Problem description >>
Only these lines should appear, exactly: the one containing "target: stone base of column" and every line after it through the end of the material below.

Provided data >>
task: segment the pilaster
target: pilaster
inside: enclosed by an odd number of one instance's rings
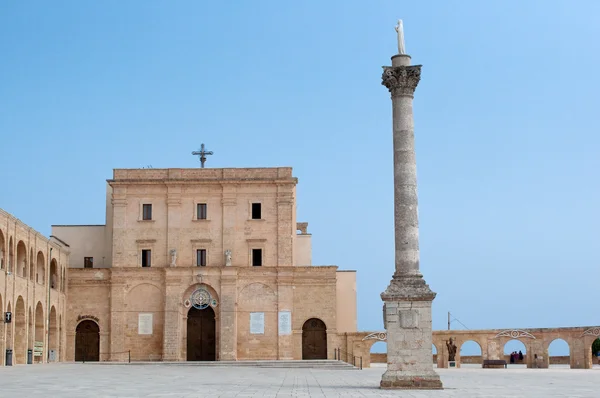
[[[223,184],[223,193],[221,197],[221,204],[223,209],[223,246],[221,250],[221,259],[225,258],[225,251],[231,250],[232,252],[232,265],[241,266],[247,265],[242,264],[245,261],[247,255],[242,252],[242,248],[235,247],[235,216],[236,216],[236,205],[237,205],[237,185],[236,184]]]
[[[180,229],[181,229],[181,185],[167,185],[167,250],[165,265],[171,264],[171,250],[176,250],[180,256]]]
[[[123,267],[127,262],[125,244],[127,242],[125,230],[127,228],[127,188],[115,187],[112,193],[113,206],[113,240],[112,240],[112,266]]]
[[[277,266],[294,263],[296,222],[293,220],[294,188],[291,184],[277,185]]]
[[[178,276],[165,276],[165,321],[163,325],[163,361],[180,361],[181,353],[181,289],[183,281]]]
[[[110,286],[110,355],[109,361],[122,361],[125,349],[125,282],[112,280]]]
[[[282,335],[279,333],[279,313],[289,311],[291,313],[290,322],[293,319],[294,308],[294,274],[290,269],[278,268],[277,270],[277,359],[294,359],[294,337],[293,328],[290,328],[290,334]]]
[[[234,267],[221,268],[220,301],[219,360],[235,361],[237,360],[237,270]]]

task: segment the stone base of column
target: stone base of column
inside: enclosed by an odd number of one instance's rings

Response to this exercise >>
target: stone base of column
inside: enclosed by an odd number of one instance's rings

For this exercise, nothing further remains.